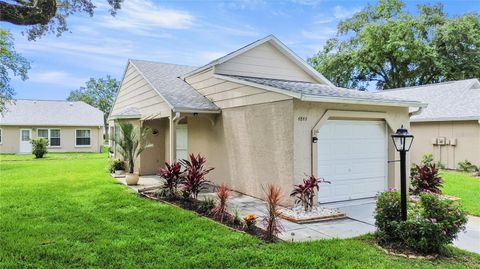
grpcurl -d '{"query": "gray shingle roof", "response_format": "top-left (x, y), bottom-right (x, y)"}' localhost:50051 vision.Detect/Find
top-left (377, 79), bottom-right (480, 121)
top-left (130, 60), bottom-right (219, 111)
top-left (222, 75), bottom-right (418, 105)
top-left (0, 100), bottom-right (104, 126)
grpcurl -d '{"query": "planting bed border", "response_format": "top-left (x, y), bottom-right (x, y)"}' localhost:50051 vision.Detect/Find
top-left (138, 188), bottom-right (282, 243)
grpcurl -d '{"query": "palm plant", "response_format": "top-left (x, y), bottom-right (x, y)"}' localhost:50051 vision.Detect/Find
top-left (114, 121), bottom-right (151, 173)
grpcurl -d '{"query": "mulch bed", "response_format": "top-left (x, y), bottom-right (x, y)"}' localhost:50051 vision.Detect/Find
top-left (138, 189), bottom-right (282, 243)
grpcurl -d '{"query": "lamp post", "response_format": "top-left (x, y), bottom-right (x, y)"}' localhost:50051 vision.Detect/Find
top-left (392, 125), bottom-right (413, 221)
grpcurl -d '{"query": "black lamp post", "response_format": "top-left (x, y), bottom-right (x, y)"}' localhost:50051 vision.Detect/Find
top-left (392, 125), bottom-right (413, 221)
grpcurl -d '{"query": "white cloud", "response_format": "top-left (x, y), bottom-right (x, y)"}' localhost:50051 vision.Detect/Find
top-left (333, 6), bottom-right (361, 20)
top-left (29, 71), bottom-right (88, 88)
top-left (101, 0), bottom-right (195, 36)
top-left (301, 27), bottom-right (337, 40)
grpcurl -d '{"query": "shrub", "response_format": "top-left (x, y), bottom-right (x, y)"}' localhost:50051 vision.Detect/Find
top-left (263, 184), bottom-right (283, 240)
top-left (375, 189), bottom-right (467, 254)
top-left (30, 137), bottom-right (48, 158)
top-left (108, 159), bottom-right (125, 173)
top-left (198, 197), bottom-right (215, 213)
top-left (458, 160), bottom-right (480, 172)
top-left (233, 206), bottom-right (242, 225)
top-left (290, 175), bottom-right (330, 211)
top-left (180, 154), bottom-right (213, 199)
top-left (157, 162), bottom-right (183, 197)
top-left (243, 213), bottom-right (257, 230)
top-left (213, 184), bottom-right (230, 222)
top-left (410, 164), bottom-right (443, 194)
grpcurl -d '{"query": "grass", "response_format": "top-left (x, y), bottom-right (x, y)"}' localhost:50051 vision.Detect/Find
top-left (0, 153), bottom-right (480, 268)
top-left (440, 171), bottom-right (480, 216)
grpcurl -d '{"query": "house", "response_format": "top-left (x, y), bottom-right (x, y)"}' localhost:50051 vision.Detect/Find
top-left (0, 100), bottom-right (104, 154)
top-left (381, 79), bottom-right (480, 169)
top-left (109, 36), bottom-right (423, 202)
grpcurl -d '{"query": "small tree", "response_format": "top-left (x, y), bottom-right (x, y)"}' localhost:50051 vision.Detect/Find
top-left (290, 175), bottom-right (330, 211)
top-left (114, 121), bottom-right (151, 173)
top-left (30, 137), bottom-right (48, 158)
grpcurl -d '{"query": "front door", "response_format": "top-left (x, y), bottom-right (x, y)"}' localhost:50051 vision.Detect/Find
top-left (176, 124), bottom-right (188, 160)
top-left (19, 129), bottom-right (32, 154)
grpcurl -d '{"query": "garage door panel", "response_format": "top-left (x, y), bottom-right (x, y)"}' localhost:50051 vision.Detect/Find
top-left (317, 121), bottom-right (387, 202)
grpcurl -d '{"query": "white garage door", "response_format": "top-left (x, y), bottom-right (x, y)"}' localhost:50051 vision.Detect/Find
top-left (317, 120), bottom-right (387, 203)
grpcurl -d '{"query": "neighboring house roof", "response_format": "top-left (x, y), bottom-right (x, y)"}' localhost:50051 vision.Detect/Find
top-left (376, 79), bottom-right (480, 122)
top-left (216, 74), bottom-right (423, 107)
top-left (182, 35), bottom-right (334, 86)
top-left (130, 60), bottom-right (220, 112)
top-left (0, 100), bottom-right (104, 126)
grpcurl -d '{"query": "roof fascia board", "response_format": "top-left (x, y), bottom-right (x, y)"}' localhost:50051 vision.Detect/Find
top-left (213, 74), bottom-right (302, 99)
top-left (410, 116), bottom-right (480, 122)
top-left (301, 95), bottom-right (427, 107)
top-left (130, 61), bottom-right (174, 109)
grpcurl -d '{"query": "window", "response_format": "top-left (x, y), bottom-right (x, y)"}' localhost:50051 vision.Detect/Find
top-left (37, 129), bottom-right (60, 147)
top-left (75, 130), bottom-right (90, 146)
top-left (50, 129), bottom-right (60, 147)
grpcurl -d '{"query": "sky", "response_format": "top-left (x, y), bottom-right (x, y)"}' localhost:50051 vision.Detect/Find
top-left (1, 0), bottom-right (480, 100)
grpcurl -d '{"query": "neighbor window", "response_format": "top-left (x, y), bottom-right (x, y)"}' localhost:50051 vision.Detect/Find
top-left (37, 129), bottom-right (60, 147)
top-left (75, 130), bottom-right (90, 146)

+++

What this task involves:
Rewrite the records above, changing every "lamp post" to "street lamp" and leaving everything else as it is. Omit the pictures from your answer.

Result:
grpcurl -d '{"query": "gray shingle roof", "response_format": "top-left (x, y), bottom-right (x, y)"}' localhost:50051 vision.Detect/Find
top-left (377, 79), bottom-right (480, 121)
top-left (130, 60), bottom-right (219, 111)
top-left (222, 75), bottom-right (418, 105)
top-left (0, 100), bottom-right (104, 126)
grpcurl -d '{"query": "planting bed border", "response_format": "top-left (x, y), bottom-right (x, y)"}' localhost:50051 vision.Detect/Find
top-left (138, 188), bottom-right (282, 243)
grpcurl -d '{"query": "palm plant", "response_format": "top-left (x, y), bottom-right (x, y)"}' localhost:50051 vision.Detect/Find
top-left (114, 121), bottom-right (151, 173)
grpcurl -d '{"query": "mulch bed", "response_format": "top-left (x, y), bottom-right (x, y)"}' localhost:50051 vision.Detect/Find
top-left (138, 189), bottom-right (282, 243)
grpcurl -d '{"query": "street lamp", "response_format": "top-left (x, y), bottom-right (x, y)"}' localhost:50051 vision.Detect/Find
top-left (392, 125), bottom-right (413, 221)
grpcurl -d '{"query": "black street lamp", "response_format": "top-left (x, y), bottom-right (x, y)"}' localhost:50051 vision.Detect/Find
top-left (392, 125), bottom-right (413, 221)
grpcurl -d '{"query": "white cloud", "response_format": "top-left (x, y), bottom-right (x, y)"}' localhost:50051 vision.Detect/Find
top-left (333, 6), bottom-right (361, 20)
top-left (29, 71), bottom-right (88, 88)
top-left (101, 0), bottom-right (195, 36)
top-left (301, 27), bottom-right (337, 40)
grpcurl -d '{"query": "shrub", "response_format": "top-left (x, y), bottom-right (x, y)"}' localhost:50051 vision.Detect/Find
top-left (263, 184), bottom-right (283, 240)
top-left (375, 189), bottom-right (467, 254)
top-left (30, 137), bottom-right (48, 158)
top-left (108, 159), bottom-right (125, 173)
top-left (198, 197), bottom-right (215, 213)
top-left (458, 160), bottom-right (480, 172)
top-left (233, 206), bottom-right (242, 225)
top-left (290, 175), bottom-right (330, 211)
top-left (180, 154), bottom-right (213, 199)
top-left (157, 162), bottom-right (183, 197)
top-left (243, 213), bottom-right (257, 230)
top-left (213, 184), bottom-right (230, 222)
top-left (410, 164), bottom-right (443, 194)
grpcurl -d '{"query": "grass", "response_format": "top-left (x, y), bottom-right (x, y)"}' localhost:50051 vision.Detect/Find
top-left (0, 153), bottom-right (480, 268)
top-left (440, 171), bottom-right (480, 216)
grpcurl -d '{"query": "house", "response_format": "top-left (x, y), bottom-right (x, y)"}' localhost:50051 vision.Detect/Find
top-left (0, 100), bottom-right (104, 154)
top-left (381, 79), bottom-right (480, 169)
top-left (109, 36), bottom-right (423, 202)
grpcurl -d '{"query": "small tree", "response_format": "top-left (x, y), bottom-right (x, y)"}' localhost:50051 vision.Detect/Find
top-left (290, 175), bottom-right (330, 211)
top-left (114, 121), bottom-right (151, 173)
top-left (30, 137), bottom-right (48, 158)
grpcurl -d '{"query": "front door", "response_format": "top-left (x, y), bottom-right (x, y)"}' localhost:50051 vision.Detect/Find
top-left (176, 124), bottom-right (188, 160)
top-left (19, 129), bottom-right (32, 154)
grpcurl -d '{"query": "garage door panel", "response_format": "top-left (x, y), bottom-right (x, y)"}' localhost:50051 vision.Detect/Find
top-left (317, 121), bottom-right (387, 202)
grpcurl -d '{"query": "white garage door", "response_format": "top-left (x, y), bottom-right (x, y)"}' localhost:50051 vision.Detect/Find
top-left (317, 120), bottom-right (387, 203)
grpcurl -d '{"query": "neighboring house roof", "response_format": "top-left (x, y), bottom-right (x, y)"}' localhost:50051 vision.Detect/Find
top-left (376, 79), bottom-right (480, 122)
top-left (216, 74), bottom-right (423, 107)
top-left (182, 35), bottom-right (334, 86)
top-left (130, 60), bottom-right (220, 112)
top-left (0, 100), bottom-right (104, 126)
grpcurl -d '{"query": "roof fascia board", "response_format": "top-left (x, y), bottom-right (x, y)"}' localhost:50051 vision.Detect/Find
top-left (213, 74), bottom-right (302, 99)
top-left (410, 116), bottom-right (480, 122)
top-left (301, 95), bottom-right (427, 107)
top-left (130, 61), bottom-right (174, 109)
grpcurl -d '{"query": "window", "response_format": "top-left (x, y), bottom-right (x, y)"}' localhost:50051 vision.Detect/Find
top-left (37, 129), bottom-right (60, 147)
top-left (75, 130), bottom-right (90, 146)
top-left (50, 129), bottom-right (60, 147)
grpcurl -d '{"query": "sky", "response_format": "top-left (x, y), bottom-right (x, y)"}' localhost:50051 vision.Detect/Find
top-left (1, 0), bottom-right (480, 100)
grpcurl -d '{"query": "neighbor window", "response_format": "top-left (x, y), bottom-right (x, y)"}' localhost:50051 vision.Detect/Find
top-left (37, 129), bottom-right (60, 147)
top-left (75, 130), bottom-right (90, 146)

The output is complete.